Top of SOURCE DATA
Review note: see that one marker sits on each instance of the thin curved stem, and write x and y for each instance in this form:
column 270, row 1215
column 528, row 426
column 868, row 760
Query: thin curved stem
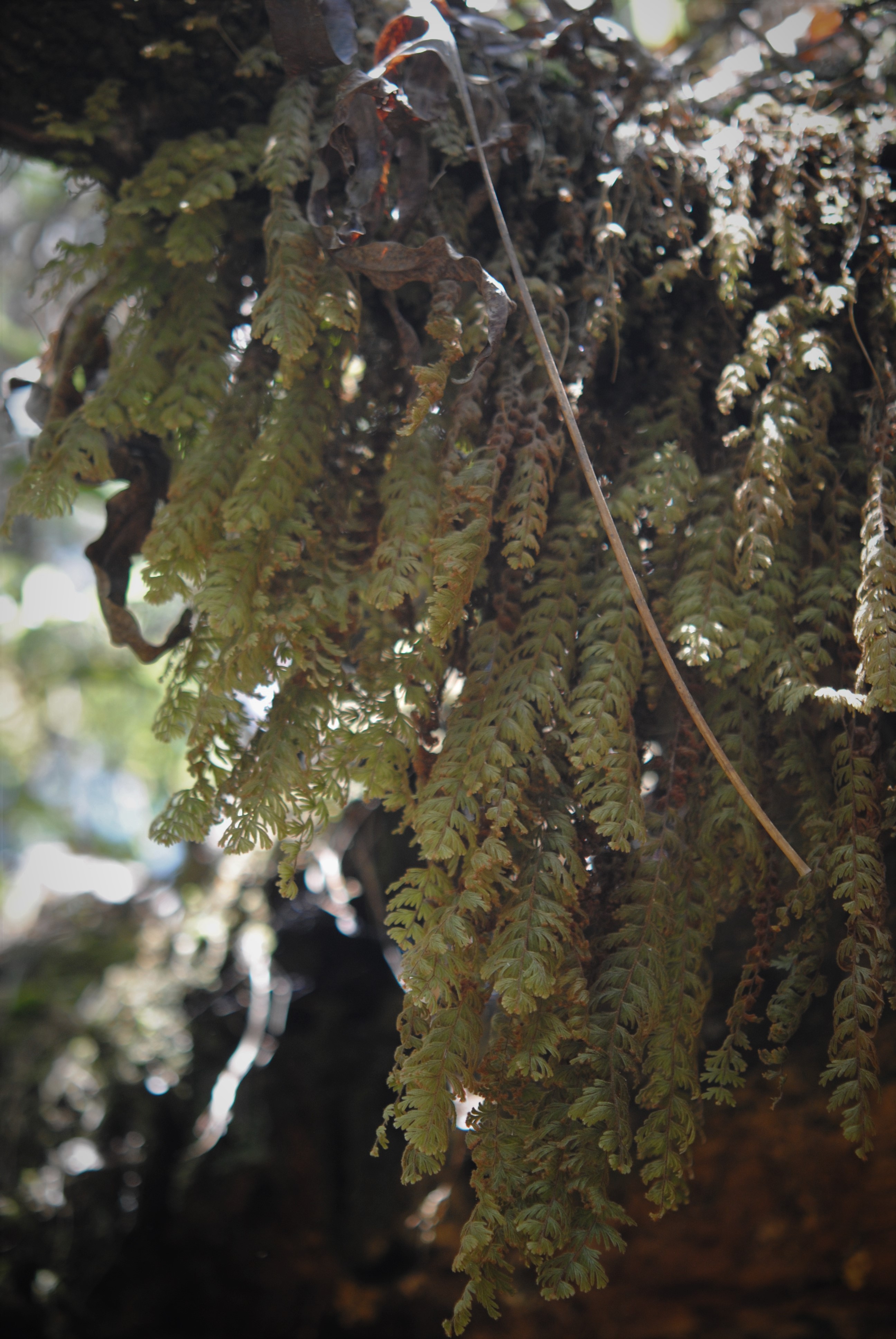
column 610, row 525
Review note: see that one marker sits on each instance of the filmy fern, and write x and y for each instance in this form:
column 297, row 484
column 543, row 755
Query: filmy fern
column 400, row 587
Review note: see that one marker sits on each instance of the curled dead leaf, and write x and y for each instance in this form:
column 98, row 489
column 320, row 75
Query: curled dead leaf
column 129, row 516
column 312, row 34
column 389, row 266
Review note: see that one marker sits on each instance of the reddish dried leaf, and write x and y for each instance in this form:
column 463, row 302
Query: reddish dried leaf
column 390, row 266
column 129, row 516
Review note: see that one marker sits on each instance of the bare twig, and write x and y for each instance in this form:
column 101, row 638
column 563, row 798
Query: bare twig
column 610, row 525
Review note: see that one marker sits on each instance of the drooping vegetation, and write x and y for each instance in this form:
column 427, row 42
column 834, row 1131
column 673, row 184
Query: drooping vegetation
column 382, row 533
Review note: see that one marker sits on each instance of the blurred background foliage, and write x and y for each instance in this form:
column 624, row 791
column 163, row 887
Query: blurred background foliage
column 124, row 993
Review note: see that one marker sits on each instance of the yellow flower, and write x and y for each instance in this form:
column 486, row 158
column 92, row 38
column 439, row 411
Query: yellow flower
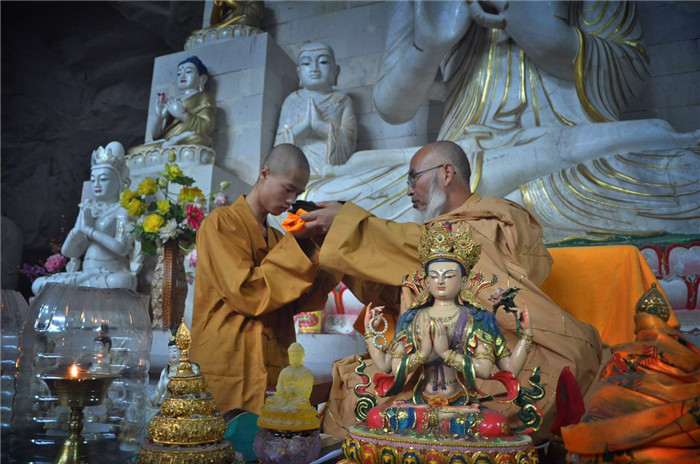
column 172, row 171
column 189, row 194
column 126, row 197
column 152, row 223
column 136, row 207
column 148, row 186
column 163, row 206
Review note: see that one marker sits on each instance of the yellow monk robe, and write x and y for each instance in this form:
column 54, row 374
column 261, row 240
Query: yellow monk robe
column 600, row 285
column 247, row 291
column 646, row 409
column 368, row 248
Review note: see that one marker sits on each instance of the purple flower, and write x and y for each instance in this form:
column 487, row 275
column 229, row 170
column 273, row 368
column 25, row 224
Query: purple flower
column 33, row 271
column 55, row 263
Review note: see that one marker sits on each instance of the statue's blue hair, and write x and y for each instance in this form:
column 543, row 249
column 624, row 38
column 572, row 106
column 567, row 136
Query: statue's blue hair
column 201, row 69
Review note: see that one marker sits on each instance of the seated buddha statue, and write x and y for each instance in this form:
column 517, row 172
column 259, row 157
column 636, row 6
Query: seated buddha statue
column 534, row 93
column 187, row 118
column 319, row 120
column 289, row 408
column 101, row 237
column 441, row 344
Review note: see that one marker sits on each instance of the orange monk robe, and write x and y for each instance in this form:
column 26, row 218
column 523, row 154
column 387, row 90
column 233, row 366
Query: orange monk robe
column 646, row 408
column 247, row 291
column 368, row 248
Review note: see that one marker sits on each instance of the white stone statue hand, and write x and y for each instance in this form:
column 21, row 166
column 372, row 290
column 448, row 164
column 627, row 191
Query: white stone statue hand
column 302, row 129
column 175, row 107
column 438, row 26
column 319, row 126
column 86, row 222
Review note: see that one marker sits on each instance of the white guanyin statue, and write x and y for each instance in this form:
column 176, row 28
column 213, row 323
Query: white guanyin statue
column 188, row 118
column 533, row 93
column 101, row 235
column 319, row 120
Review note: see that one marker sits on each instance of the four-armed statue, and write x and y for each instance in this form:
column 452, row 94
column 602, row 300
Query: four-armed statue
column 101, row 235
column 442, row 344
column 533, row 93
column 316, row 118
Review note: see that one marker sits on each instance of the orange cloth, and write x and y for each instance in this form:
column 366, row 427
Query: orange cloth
Bottom of SOURCE DATA
YOUR GOAL:
Report back every line of the entries in which "cloth" occurs.

ANSWER SECTION:
Review note: see that one marker sits on each instance of the orange cloth, and write x and y for each instance in this form:
Query: orange cloth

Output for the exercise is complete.